* [Task instructions]
a - According to the article on the Dover intelligent design dispute, what did the science teachers argue the requirement to read the preamble violated?
b - Pick up the article on the Dover intelligent design dispute after its final sentence and continue writing it.

* [Selected extract]
◆ ◆ ◆ ◆ ◆
Science teachers in the district revolted after being told that they would be required to read the “gaps/problems” preamble to their class discussions, arguing that such a requirement violated the Pennsylvania Code of Professional Conduct for Educators. In a January 6 letter to the board, the teachers stated: “We believe reading the statement violates our responsibility as educators as set forth in the code. Students are allowed to opt out from hearing the statement. We should be able to opt out from reading it.”

The teachers won their argument, but administrators have been standing in to read the “gaps/problems” statement.

Since the debate flared last summer, the school board underwent drastic changes. After Of Pandas and People was accepted, the three board members who voted against it resigned. One, Carol Brown, issued a statement in which she claimed other board members had asked if she was “born again.”

Angie Zeigler-Yingling, who voted for the book, also resigned, saying she regretted her vote, and did so only after other board members accused her of “being un-Christian.”

The heavy-handed conservative Christian agenda is at the base of the complaint, and it will be difficult for the defense to prove that the ID move is just about exposing kids to differing views of the origins of life. For its part, the leading ID think-tank, the Discovery Institute, has issued statements distancing itself from the Dover case. Dr. John G. West, associate director for the Institute’s Center for Science and Culture, said in a statement that “Although we think discussion of intelligent design should not be prohibited, we do not think intelligent design should be required in public schools.”

However, on September 30, West wrote on the Discovery Institute’s website that “While Discovery Institute does not support efforts to require the teaching of intelligent design in public schools, it also strongly opposes the ACLU’s attempt to censor classroom discussion of intelligent design.”

This modification of the Institute’s position is eerily compliant with the directions of ID proponent Philip Johnson, who advocates using evolution vs. ID as a wedge to get ID into the curriculum, creating a Trojan horse from which creationism can spring. In a similar fashion, the Discovery institute has taken the First Amendment and turned it around on its secular foes.

Unfortunately for the defense, there’s no science to back up their scientific theories. ID proponents like to say that ID is a theory, just like evolution, and that since no theories can be proved, ID should be taught along with evolution. However, as most scientists like to point out, science involves theories that can be tested under observable conditions. Intelligent Design can not be tested, and is therefore an invalid scientific argument.
◆ ◆ ◆ ◆ ◆
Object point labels
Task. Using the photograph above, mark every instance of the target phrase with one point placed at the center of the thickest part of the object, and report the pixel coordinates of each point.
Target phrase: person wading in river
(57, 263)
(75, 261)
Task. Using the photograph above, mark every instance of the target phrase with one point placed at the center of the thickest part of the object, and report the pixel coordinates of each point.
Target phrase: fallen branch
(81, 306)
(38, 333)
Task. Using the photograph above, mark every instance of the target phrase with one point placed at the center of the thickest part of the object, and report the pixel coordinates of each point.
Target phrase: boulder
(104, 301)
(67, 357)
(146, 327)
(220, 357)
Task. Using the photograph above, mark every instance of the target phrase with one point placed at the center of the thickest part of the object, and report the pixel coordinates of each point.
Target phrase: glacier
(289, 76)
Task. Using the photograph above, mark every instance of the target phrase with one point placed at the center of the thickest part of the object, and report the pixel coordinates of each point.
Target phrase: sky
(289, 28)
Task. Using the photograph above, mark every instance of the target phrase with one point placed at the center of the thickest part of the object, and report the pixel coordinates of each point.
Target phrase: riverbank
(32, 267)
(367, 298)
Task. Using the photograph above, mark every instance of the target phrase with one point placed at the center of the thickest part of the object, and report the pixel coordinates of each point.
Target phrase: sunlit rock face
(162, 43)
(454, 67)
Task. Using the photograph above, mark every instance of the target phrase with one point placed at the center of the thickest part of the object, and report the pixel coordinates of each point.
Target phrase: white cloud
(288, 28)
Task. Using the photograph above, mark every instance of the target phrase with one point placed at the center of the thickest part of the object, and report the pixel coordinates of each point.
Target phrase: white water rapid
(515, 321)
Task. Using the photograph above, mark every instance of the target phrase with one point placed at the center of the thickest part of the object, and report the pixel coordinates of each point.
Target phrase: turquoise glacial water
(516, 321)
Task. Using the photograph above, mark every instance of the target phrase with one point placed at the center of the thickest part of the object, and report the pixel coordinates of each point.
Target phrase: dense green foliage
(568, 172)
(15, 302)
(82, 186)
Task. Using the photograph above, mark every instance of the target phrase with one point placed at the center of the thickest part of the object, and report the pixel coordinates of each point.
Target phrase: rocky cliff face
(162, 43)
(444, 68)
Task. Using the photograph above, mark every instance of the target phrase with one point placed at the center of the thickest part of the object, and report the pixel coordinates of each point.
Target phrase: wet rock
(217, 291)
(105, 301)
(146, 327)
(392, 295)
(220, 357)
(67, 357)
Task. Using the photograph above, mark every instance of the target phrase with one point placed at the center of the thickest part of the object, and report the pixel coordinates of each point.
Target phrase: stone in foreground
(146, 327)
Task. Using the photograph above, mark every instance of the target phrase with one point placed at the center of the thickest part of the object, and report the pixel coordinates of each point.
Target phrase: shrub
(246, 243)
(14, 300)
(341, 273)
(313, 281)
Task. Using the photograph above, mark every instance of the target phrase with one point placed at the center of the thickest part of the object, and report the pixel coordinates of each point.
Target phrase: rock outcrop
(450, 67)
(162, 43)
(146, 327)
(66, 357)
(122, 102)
◆ ◆ ◆ ◆ ◆
* [Results in order]
a - The Pennsylvania Code of Professional Conduct for Educators.

b -
In a fantastic interview on National Public Radio, Dr. Donald Lamb, the Director of Astrophysics at the University of Chicago, said he helped his students understand the ID debate by telling them that “the world began one second ago. Tell me why I’m wrong.” A student would say that it was impossible, because they had been talking for ten minutes. “No, the world began one second ago. God put those memories in your head to make you believe we’ve been talking.” Another student would give him another bit of scientific proof, and he would counter with another theory. The point, he would finally explain to them, is that while they were arguing science, he was arguing belief, and that they can not be homogenized.

Although the current political climate allows no sure things, it is unlikely that the Dover board of education will win the Kitzmiller case. The case, which concerns the separation of church and state, seems pretty clear-cut given the comments of record by Mr. Buckingham. The final nail in the coffin, at least before the case goes to the State Supreme Court, may be the “Pandas” book itself. The book is published by the Texas-based Foundation for Thought and Ethics (FTE), a fundamentalist Christian organization. In the past, the organization stated its mission as “proclaiming, publishing, preaching and teaching the Christian Gospel and understanding of the Bible and the light it sheds on the academic and social issues of the day.”

More recently, the mission statement has been toned down, claiming that the goal is “to restore the freedom to know to young people in the classroom...in matters of worldview, morality, and conscience, and to return the right of informed consent to families in the education of their children.” There is almost no mention of religion on their website. However, on their IRS Form 990, required of all non-profit groups, FTE claimed to be in the business of “promoting and publishing textbooks presenting a Christian perspective of academic studies.”

The Reverend Barry Lynn, Executive Director of Americans United for the Separation of Church and State recently told the media that “Public schools are not Sunday schools...[and] there is an evolving attack underway on sound science education, and the school board’s action in Dover is part of that misguided crusade.”

“Intelligent design,” Lynn added, “ has about as much to do with science as reality television has to do with reality.”

While the case looks good for Tammy Kitzmiller and the other plaintiffs (some are wondering if the defense will be required to prove any ID theories, something they have been reluctant to try and unable to do; or even if they will be required to go so far as to prove the existence of God), stranger things have happened. The way the Discovery Institute and the FTE have been altering their positions (or the wording thereof), Kitzmiller vs. Dover could be headed for a violent and worrisome twist in the direction not of separation of church and state, but freedom of speech, something the ACLU will be reluctant to argue against.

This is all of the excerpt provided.